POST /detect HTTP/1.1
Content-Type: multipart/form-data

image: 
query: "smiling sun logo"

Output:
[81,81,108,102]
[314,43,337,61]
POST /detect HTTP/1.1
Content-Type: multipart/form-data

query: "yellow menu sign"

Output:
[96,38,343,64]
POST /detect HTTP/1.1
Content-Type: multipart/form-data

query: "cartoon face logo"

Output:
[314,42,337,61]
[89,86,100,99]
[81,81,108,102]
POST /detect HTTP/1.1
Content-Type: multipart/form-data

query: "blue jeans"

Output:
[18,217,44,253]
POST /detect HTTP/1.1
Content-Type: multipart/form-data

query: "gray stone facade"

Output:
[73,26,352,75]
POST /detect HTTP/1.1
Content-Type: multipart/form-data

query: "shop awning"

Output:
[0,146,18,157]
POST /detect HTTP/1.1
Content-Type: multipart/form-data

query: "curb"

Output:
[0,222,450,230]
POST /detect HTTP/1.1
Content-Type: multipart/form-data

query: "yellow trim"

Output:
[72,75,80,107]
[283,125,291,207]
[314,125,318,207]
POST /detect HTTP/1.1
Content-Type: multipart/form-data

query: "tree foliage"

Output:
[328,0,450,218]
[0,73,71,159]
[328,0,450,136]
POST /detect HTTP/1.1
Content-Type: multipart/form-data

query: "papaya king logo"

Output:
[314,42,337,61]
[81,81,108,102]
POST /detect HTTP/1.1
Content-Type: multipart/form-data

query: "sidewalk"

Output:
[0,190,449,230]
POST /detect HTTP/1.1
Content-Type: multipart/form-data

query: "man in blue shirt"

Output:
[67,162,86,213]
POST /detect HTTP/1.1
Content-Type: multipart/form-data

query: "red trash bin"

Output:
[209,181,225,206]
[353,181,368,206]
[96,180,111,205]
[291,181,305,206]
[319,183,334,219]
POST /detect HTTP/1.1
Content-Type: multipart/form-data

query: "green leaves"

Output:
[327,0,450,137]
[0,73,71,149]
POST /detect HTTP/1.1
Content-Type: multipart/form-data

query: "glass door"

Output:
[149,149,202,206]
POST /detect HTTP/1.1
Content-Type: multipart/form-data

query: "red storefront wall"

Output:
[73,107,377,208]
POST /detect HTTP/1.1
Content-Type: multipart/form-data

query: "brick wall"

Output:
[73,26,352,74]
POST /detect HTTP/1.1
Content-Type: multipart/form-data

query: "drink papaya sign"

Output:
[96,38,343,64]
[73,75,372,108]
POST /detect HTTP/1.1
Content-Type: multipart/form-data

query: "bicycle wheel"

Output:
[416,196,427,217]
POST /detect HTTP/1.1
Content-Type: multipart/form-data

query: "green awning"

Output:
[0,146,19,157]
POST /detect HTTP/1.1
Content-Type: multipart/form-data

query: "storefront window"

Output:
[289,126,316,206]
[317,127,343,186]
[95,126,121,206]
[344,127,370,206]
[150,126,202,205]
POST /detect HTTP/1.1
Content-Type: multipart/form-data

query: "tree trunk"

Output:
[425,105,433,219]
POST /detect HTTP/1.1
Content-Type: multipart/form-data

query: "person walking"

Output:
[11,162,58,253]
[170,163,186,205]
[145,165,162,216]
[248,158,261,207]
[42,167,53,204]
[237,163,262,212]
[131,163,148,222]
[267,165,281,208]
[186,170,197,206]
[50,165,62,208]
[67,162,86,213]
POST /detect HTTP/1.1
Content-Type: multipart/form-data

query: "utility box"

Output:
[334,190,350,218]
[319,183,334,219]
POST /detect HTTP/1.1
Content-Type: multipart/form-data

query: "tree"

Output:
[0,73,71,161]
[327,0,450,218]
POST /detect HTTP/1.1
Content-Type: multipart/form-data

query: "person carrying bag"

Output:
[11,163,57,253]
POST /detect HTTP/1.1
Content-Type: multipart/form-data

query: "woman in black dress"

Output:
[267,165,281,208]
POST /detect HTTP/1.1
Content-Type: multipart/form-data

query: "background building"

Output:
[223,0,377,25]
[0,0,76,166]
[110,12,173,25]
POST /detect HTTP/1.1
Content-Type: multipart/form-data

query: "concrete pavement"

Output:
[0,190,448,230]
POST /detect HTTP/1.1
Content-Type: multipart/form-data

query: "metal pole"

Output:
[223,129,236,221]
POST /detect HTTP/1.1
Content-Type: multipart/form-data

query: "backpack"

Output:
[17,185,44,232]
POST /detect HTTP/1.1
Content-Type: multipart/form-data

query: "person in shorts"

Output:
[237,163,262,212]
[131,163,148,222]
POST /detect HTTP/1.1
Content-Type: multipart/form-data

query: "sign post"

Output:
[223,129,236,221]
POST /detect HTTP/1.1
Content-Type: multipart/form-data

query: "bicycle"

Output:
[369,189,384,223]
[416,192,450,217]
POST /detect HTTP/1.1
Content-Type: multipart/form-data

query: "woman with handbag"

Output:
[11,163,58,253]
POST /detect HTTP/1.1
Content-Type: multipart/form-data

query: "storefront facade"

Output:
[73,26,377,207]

• • • • • • •

- Aim of the exercise -
Reproduce the stretch from the start of the items through the line containing "[18,217,44,253]", requests included, shifting every bounding box coordinate in the answers by -108.

- Output -
POST /detect HTTP/1.1
Content-Type: multipart/form-data

image: 
query: "smiling sun logo"

Output:
[-27,-27,0,-6]
[206,-65,229,-47]
POST /detect HTTP/1.1
Content-Type: multipart/form-data

query: "yellow menu sign"

Output:
[-12,-70,235,-44]
POST /detect HTTP/1.1
Content-Type: multipart/form-data

query: "cartoon face logo"

Output:
[206,-66,229,-47]
[-19,-22,-8,-9]
[-27,-27,0,-6]
POST /detect HTTP/1.1
Content-Type: multipart/form-data

query: "blue jeans"

Output:
[-90,109,-64,145]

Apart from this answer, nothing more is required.